Begin

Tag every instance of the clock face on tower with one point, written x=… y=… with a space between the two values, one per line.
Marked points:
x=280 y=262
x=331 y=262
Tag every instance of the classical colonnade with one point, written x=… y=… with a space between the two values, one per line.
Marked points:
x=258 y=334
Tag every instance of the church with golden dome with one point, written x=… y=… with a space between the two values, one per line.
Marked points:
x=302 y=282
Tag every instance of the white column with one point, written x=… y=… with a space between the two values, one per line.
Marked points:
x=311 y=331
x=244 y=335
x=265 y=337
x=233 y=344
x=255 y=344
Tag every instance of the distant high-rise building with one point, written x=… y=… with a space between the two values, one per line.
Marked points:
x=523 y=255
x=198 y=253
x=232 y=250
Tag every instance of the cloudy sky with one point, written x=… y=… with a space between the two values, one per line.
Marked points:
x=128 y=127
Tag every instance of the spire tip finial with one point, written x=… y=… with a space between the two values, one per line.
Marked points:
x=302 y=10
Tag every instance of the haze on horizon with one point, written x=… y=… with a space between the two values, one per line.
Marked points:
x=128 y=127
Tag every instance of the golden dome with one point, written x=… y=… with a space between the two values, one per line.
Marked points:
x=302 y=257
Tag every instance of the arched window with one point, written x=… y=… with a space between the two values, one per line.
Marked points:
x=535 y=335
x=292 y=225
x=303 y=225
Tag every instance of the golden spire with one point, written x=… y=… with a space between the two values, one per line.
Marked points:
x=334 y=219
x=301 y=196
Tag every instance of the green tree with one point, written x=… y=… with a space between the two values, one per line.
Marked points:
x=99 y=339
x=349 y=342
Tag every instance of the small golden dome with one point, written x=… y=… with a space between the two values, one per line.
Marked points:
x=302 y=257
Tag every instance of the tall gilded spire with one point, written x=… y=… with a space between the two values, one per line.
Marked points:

End

**What to work on:** Return the lines above exactly, keeping every word.

**Answer for this exercise:**
Tag every instance of the clock face on tower with one point, written x=… y=… with a space between the two values, one per line.
Marked points:
x=280 y=262
x=331 y=262
Tag every instance of the classical colonnade with one point, written x=… y=… with a space between the two values, one per line.
Marked points:
x=258 y=334
Tag every instance of the church with golden dome with one point, written x=… y=… with a space between the two values, one per line.
Marked points:
x=302 y=282
Tag every instance of the white column with one point, written x=… y=… with a space between the two values, one per line.
Marked points:
x=311 y=331
x=244 y=335
x=265 y=337
x=233 y=344
x=255 y=344
Tag every instance of the distant high-rise building with one point, written x=… y=… with a space between the two values, one per line.
Marked points:
x=523 y=255
x=198 y=253
x=232 y=250
Tag every instance of the cloudy sky with one point, written x=… y=… with a space between the two values, one per line.
Marked points:
x=128 y=127
Tag every instance of the spire tip finial with one point, written x=… y=… with a space between the two values, one per line.
Marked points:
x=302 y=10
Tag every instance of the haze on horizon with one point, written x=… y=… with a space between the two values, one per line.
Marked points:
x=128 y=127
Tag every instance of the golden dome with one point, written x=… y=… with a space between the two values, one per line.
Marked points:
x=302 y=257
Tag every instance of the arched window with one point, written x=… y=… with a space between the two values, one per line.
Marked points:
x=535 y=335
x=292 y=225
x=303 y=225
Tag every instance of the golden spire with one point, written x=… y=… with a space between the two values, one per line.
Marked points:
x=334 y=219
x=301 y=196
Tag every instance of the green tree with one point, written x=… y=… with a space between the two values, one per line.
Marked points:
x=99 y=339
x=349 y=342
Tag every instance of the small golden dome with one point, written x=… y=… with a space between the two values, one per line.
Marked points:
x=302 y=257
Tag every instance of the tall gilded spire with one point, written x=… y=… with a space between the two values, one per line.
Marked points:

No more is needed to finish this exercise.